▶ WHAT YOU WILL DO:
Print the entries underneath word for word, omitting whatever pictures they contain.

─── DATA SHOWN ───

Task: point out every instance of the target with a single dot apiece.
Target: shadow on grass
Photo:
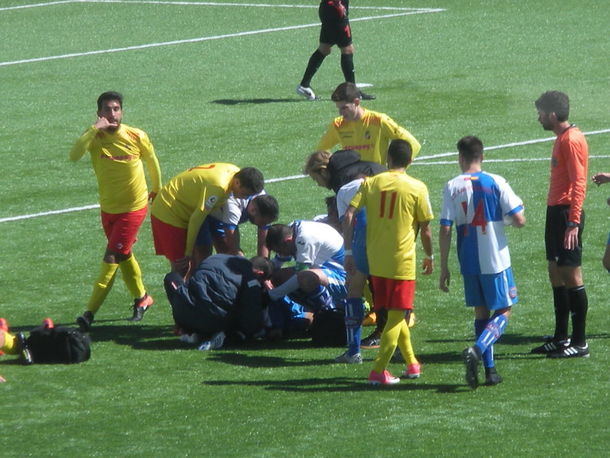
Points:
(337, 384)
(255, 101)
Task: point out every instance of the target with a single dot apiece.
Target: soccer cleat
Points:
(193, 339)
(140, 306)
(364, 96)
(306, 92)
(411, 321)
(214, 343)
(3, 327)
(570, 351)
(413, 371)
(24, 351)
(84, 321)
(370, 319)
(385, 378)
(372, 341)
(472, 358)
(349, 359)
(550, 347)
(47, 323)
(492, 377)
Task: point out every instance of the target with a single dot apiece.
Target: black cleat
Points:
(551, 346)
(25, 353)
(84, 321)
(492, 377)
(140, 306)
(571, 351)
(372, 341)
(472, 358)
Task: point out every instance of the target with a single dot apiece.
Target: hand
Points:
(349, 264)
(570, 240)
(182, 266)
(601, 178)
(427, 266)
(444, 280)
(103, 124)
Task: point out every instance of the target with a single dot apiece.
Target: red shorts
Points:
(122, 229)
(392, 294)
(170, 241)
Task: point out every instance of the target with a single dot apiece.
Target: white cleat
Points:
(306, 92)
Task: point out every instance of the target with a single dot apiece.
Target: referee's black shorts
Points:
(554, 233)
(335, 30)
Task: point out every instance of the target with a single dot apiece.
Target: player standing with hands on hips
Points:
(118, 152)
(565, 221)
(335, 31)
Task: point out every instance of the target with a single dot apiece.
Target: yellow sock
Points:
(389, 339)
(404, 343)
(132, 276)
(102, 286)
(10, 344)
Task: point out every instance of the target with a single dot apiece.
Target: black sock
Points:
(578, 307)
(562, 312)
(347, 66)
(312, 67)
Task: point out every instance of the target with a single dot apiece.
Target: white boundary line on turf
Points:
(190, 40)
(509, 145)
(221, 4)
(295, 177)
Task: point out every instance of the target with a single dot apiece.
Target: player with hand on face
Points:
(118, 153)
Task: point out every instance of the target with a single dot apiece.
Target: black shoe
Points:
(140, 306)
(472, 358)
(372, 341)
(571, 351)
(492, 377)
(84, 321)
(26, 355)
(550, 347)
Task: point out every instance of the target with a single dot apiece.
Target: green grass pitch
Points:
(228, 95)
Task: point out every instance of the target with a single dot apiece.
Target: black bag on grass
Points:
(58, 345)
(328, 328)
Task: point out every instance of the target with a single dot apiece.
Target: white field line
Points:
(190, 40)
(295, 177)
(221, 4)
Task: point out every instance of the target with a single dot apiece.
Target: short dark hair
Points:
(345, 92)
(109, 95)
(251, 178)
(399, 153)
(276, 235)
(554, 102)
(267, 206)
(263, 264)
(470, 148)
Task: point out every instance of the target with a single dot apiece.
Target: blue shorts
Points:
(336, 280)
(494, 291)
(359, 243)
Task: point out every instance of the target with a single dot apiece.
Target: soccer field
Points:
(214, 82)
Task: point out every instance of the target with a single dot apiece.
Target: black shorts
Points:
(335, 29)
(554, 233)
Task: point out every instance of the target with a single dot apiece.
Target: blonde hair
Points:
(317, 165)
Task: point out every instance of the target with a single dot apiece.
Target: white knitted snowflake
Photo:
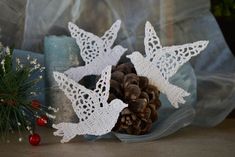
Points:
(96, 116)
(161, 63)
(95, 51)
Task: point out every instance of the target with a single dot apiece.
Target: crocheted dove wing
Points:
(110, 35)
(169, 59)
(103, 85)
(83, 100)
(92, 46)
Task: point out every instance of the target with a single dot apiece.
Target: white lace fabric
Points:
(96, 116)
(95, 51)
(161, 63)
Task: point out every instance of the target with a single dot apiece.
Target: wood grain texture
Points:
(189, 142)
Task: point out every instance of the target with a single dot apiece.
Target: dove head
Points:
(135, 57)
(117, 105)
(118, 51)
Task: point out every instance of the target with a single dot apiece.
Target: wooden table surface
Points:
(188, 142)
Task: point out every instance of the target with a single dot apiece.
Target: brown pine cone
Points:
(141, 97)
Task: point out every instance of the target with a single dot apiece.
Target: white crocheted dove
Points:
(96, 116)
(161, 63)
(96, 52)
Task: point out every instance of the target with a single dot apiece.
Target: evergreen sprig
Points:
(17, 93)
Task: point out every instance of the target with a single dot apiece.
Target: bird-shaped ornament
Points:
(96, 116)
(97, 52)
(161, 63)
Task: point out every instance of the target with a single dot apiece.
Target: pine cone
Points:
(141, 97)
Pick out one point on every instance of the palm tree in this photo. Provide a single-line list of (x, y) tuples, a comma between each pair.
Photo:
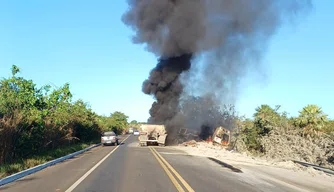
[(265, 118), (312, 119)]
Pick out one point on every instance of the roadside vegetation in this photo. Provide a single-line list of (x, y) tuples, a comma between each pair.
[(38, 124), (309, 137)]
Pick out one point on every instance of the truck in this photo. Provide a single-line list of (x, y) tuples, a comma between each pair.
[(152, 134), (221, 136)]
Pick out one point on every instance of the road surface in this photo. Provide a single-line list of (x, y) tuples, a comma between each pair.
[(128, 168)]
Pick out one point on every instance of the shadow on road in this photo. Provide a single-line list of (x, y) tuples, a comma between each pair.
[(225, 165)]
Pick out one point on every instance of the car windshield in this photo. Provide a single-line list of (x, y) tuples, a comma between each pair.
[(109, 134)]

───

▶ ANSWER FOR THE TASK:
Task: point out every instance of the target with a single dot apiece.
Target: shadow on grass
Photo:
Points:
(337, 384)
(255, 101)
Task: point out every instance of the target with a single dot apiece.
Target: soccer cleat
Points:
(193, 339)
(140, 306)
(364, 96)
(306, 92)
(411, 321)
(214, 343)
(3, 327)
(570, 351)
(413, 371)
(24, 351)
(84, 321)
(370, 319)
(385, 378)
(372, 341)
(472, 358)
(349, 359)
(550, 347)
(47, 323)
(492, 377)
Task: point out every instance of the target with a single dot apiece.
Target: black cleat
Points:
(551, 346)
(25, 353)
(84, 321)
(492, 377)
(140, 306)
(571, 351)
(372, 341)
(472, 358)
Task: point out every instance of the target with a single dot apiece.
Target: hand
Points:
(349, 264)
(570, 240)
(182, 266)
(601, 178)
(427, 266)
(444, 280)
(103, 124)
Task: point out every instance of the target with a single dot apiece.
Target: red shorts
Points:
(122, 229)
(392, 294)
(170, 241)
Task: point out every instance of the target with a single dot apiece.
Target: white cleat
Points:
(306, 92)
Task: point out every instance of the target with a single dot apiece.
Target: referee's black shorts
Points:
(554, 233)
(335, 30)
Task: point out every instance of the target with a single dot apiece.
Target: player standing with hands on hips
Points:
(118, 152)
(565, 221)
(335, 31)
Task: point out every instance of the target with a single dot apiece.
Target: yellow sock
Points:
(389, 339)
(404, 343)
(132, 276)
(102, 286)
(10, 344)
Task: point out every instance of the target with a single dot apiece.
Target: black sock
Points:
(578, 307)
(562, 312)
(347, 66)
(312, 67)
Task: point out every instance of the target with a single dot apiece.
Target: white boundary line on turf
Points:
(190, 40)
(509, 145)
(221, 4)
(295, 177)
Task: point out every instance of the target with a single dot apiece.
Target: player with hand on face
Points:
(118, 153)
Task: point out every instance of the target with a single dot apiece.
Target: black shoe
Points:
(140, 306)
(472, 358)
(372, 341)
(571, 351)
(492, 377)
(84, 321)
(26, 355)
(550, 347)
Task: point out every instance of the target with a single dot apiece.
Target: green grass pitch
Points:
(228, 95)
Task: point out every instance of the target with a single dot apiece.
Target: black bag on grass
Points:
(58, 345)
(328, 328)
Task: point out every instance of the target with a single dot apiece.
Target: white field line
Points:
(190, 40)
(295, 177)
(221, 4)
Task: point out every instance of the target with a single dot apiece.
Target: short dark hair
Points:
(345, 92)
(109, 95)
(251, 178)
(399, 153)
(276, 235)
(554, 102)
(267, 206)
(263, 264)
(470, 148)
Task: point out every instance of the target with a single dot apiece.
Target: blue shorts
Points:
(336, 280)
(494, 291)
(359, 243)
Task: point out every instance of the target with a single dot apiece.
Target: soccer field
Points:
(214, 82)
Task: point out every instance of the target with a single dot apiece.
Target: black shorts
Points:
(335, 29)
(554, 233)
Task: point out every instance of the target with a single dot apiece.
Target: blonde hair
Points:
(317, 165)
Task: point out every instance of the target with a single dot apiece.
Target: white knitted snowflake
Photo:
Points:
(96, 116)
(161, 63)
(95, 51)
Task: point out every instance of the target with a single dot apiece.
Target: crocheted dove wing
Points:
(110, 35)
(169, 59)
(103, 85)
(83, 100)
(92, 46)
Task: point out every instance of the target with a single dot apiece.
Target: white lace fabric
Points:
(96, 116)
(95, 51)
(161, 63)
Task: point out every instance of the target with a single dot apiece.
Target: wood grain texture
Points:
(189, 142)
Task: point out every instance of the target with a single dot apiece.
Target: dove head
Points:
(135, 57)
(117, 105)
(118, 51)
Task: point out every instance of the target with a single dot apiece.
Target: wooden table surface
Points:
(188, 142)
Task: point out every instance of the target with a single dot apiece.
Target: brown pine cone
Points:
(141, 97)
Task: point out every instance of the target with a single dot apiece.
Target: white crocheted dove
Points:
(96, 116)
(161, 63)
(96, 52)
Task: point out every instance of the target with a single dot apiece.
Target: evergreen sprig
Points:
(17, 93)
Task: point out every instance of the target with a single dot apiece.
Target: bird-shaped ornament
Points:
(96, 116)
(97, 52)
(161, 63)
Task: point out every instance of the target with a single dot apiece.
Target: pine cone
Points:
(141, 97)
Pick out one point on every instance of the palm tree in this photo. Provide a single-line list of (x, y) tuples, a comma between each pair.
Photo:
[(265, 118), (312, 119)]
Pick out one point on every instance of the roadside vegetation in this photo. Provide a single-line list of (x, y) tuples, a comma between each pair.
[(38, 124), (309, 137)]
Pick out one point on every instance of the truck in this photo. Provide a single-line list of (x, y) tuples, a comma between each pair.
[(152, 134), (221, 136)]
Pick out one point on every instance of the road surface in this photo. Provide a single-line list of (x, y) tuples, a comma between each pair.
[(128, 168)]
Pick out one point on every instance of the shadow on road in this photo. Provide a single-line list of (x, y) tuples, a comma between each pair.
[(225, 165)]
Pick out one point on every instance of the car windshield in this photo. Provide a single-line list of (x, y) tuples, a comma between each pair.
[(109, 134)]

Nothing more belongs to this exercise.